[AIM OF THE TASK] Copy every one of the following rows word for word, with no line changed.

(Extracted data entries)

## BEGIN

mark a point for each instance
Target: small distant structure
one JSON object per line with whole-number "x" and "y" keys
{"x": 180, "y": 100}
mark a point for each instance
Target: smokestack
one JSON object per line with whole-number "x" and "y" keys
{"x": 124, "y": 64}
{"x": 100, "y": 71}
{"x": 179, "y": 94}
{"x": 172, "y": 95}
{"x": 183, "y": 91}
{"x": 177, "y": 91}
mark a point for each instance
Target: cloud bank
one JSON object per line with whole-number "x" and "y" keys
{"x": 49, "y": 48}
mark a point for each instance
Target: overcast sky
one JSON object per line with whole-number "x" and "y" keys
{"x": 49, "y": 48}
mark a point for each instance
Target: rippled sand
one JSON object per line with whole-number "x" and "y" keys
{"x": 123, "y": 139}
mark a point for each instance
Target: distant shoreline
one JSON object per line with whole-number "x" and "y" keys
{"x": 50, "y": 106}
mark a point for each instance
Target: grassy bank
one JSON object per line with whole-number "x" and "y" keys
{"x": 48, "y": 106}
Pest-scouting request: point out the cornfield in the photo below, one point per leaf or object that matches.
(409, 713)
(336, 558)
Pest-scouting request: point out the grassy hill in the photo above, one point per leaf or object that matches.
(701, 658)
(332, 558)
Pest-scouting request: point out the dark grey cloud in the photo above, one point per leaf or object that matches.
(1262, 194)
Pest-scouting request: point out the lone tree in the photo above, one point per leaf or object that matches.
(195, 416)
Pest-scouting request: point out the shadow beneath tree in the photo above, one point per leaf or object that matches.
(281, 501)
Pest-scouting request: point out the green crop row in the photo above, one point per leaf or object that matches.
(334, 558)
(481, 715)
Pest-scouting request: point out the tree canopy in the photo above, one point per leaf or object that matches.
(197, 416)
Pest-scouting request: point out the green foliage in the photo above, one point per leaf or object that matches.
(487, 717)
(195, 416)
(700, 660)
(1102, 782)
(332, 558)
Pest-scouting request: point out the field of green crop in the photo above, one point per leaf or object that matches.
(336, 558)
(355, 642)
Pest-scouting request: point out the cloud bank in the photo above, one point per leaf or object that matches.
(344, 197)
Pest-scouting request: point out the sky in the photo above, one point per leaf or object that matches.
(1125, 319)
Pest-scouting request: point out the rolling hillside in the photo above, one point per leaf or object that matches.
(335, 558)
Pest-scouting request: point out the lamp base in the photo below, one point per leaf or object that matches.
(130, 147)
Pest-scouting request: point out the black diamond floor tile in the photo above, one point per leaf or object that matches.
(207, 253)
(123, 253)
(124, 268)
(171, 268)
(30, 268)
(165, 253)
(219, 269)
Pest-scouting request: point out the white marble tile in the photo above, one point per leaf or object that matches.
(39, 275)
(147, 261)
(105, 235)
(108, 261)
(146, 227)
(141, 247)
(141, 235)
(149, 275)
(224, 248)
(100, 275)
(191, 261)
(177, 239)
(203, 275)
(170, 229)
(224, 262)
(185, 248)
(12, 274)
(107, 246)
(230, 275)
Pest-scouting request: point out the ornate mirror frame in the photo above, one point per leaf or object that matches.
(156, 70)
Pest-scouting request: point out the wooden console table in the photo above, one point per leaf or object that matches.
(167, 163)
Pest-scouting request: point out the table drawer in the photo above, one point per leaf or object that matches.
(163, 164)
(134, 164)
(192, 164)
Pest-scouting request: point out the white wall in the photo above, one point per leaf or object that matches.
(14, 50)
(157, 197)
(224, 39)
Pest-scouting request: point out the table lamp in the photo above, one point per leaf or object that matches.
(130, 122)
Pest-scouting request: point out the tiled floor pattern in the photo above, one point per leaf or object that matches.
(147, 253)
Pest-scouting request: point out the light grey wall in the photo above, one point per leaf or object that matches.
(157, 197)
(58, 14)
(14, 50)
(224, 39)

## END

[RIGHT ANSWER]
mark a point for each instance
Target: small distant structure
one JSON object per line with whole-number "x" and "y" keys
{"x": 180, "y": 100}
mark a point for each instance
Target: smokestack
one JSON object per line with whole-number "x" and "y" keys
{"x": 124, "y": 64}
{"x": 100, "y": 71}
{"x": 179, "y": 94}
{"x": 172, "y": 95}
{"x": 183, "y": 91}
{"x": 177, "y": 91}
mark a point for each instance
Target: cloud bank
one JSON object per line with whole-number "x" and "y" keys
{"x": 49, "y": 48}
mark a point for each instance
Target: overcast sky
one JSON object per line with whole-number "x" and "y" keys
{"x": 49, "y": 48}
mark a point for each instance
Target: rippled sand
one JSON object per line with whole-number "x" and "y" keys
{"x": 123, "y": 139}
mark a point for each instance
Target: distant shoreline
one JSON object per line with whole-number "x" and "y" keys
{"x": 50, "y": 106}
mark a point for each instance
Target: grassy bank
one JSON object per line with whole-number "x" and "y" keys
{"x": 48, "y": 106}
Pest-scouting request: point out the cornfield in the photo below, one point per leaf or object that matches.
(409, 713)
(336, 558)
Pest-scouting request: point out the grassy hill in the photo above, one point per leaf or object that matches.
(701, 658)
(332, 558)
Pest-scouting request: point out the dark grey cloud in the photo above, one point per leaf or object that matches.
(1262, 194)
Pest-scouting request: point out the lone tree in the photo above, one point per leaf or object that matches.
(195, 416)
Pest-scouting request: point out the shadow beneath tree in the photo above, one point per leaf or object that matches.
(281, 501)
Pest-scouting request: point out the green crop row in the photo above, one point per leaf or object that matches.
(334, 558)
(481, 715)
Pest-scouting request: point out the tree canopy in the photo above, one point per leaf or object that matches.
(197, 416)
Pest-scouting request: point out the green foliage in the photo above, one point per leaf or object that matches.
(487, 717)
(195, 416)
(700, 660)
(1102, 782)
(332, 558)
Pest-scouting request: point out the field of green crop in the photo above, one point per leaf or object that matches.
(336, 558)
(355, 642)
Pest-scouting request: point out the cloud bank in the photo above, one point per leaf or object that matches.
(344, 197)
Pest-scouting request: point out the sky in the photo above, one point per leaf or object that matches.
(1125, 319)
Pest-scouting request: point out the rolling hillside in the photo above, one point per leaf or object that matches.
(335, 558)
Pest-scouting request: point out the lamp base in the photo below, one point per leaf or object that matches.
(130, 147)
Pest-scouting request: point out the black diamond floor tile in the photo above, one point per leaf or object that matches.
(207, 253)
(123, 253)
(124, 268)
(171, 268)
(30, 268)
(165, 253)
(219, 269)
Pest-scouting request: point out the white marble tile in the photo above, one point per leaf or object that matches.
(39, 275)
(147, 261)
(105, 235)
(108, 261)
(146, 227)
(141, 247)
(141, 235)
(149, 275)
(224, 248)
(100, 275)
(191, 261)
(177, 239)
(203, 275)
(170, 229)
(224, 262)
(185, 248)
(12, 274)
(107, 246)
(230, 275)
Pest-scouting request: point out the ornate mirror frame in the photo above, one point per leaf or object that matches.
(156, 70)
Pest-scouting request: point out the wooden console table in the photo above, one point per leaf or object that matches.
(167, 163)
Pest-scouting request: point out the table drawer in the photo above, one point per leaf or object that matches.
(163, 164)
(134, 164)
(192, 164)
Pest-scouting request: point out the white wall in the photo above, one point per leaf or object that matches.
(14, 50)
(157, 197)
(224, 39)
Pest-scouting request: point out the table lamp in the photo above, one point per leaf or object that matches.
(130, 122)
Pest-scouting request: point out the tiled floor pattern in the photo above, one point per leaf or object that matches.
(147, 253)
Pest-scouting request: point out the light grey wall in the photo above, one point per leaf or object that matches.
(157, 197)
(58, 14)
(14, 50)
(224, 39)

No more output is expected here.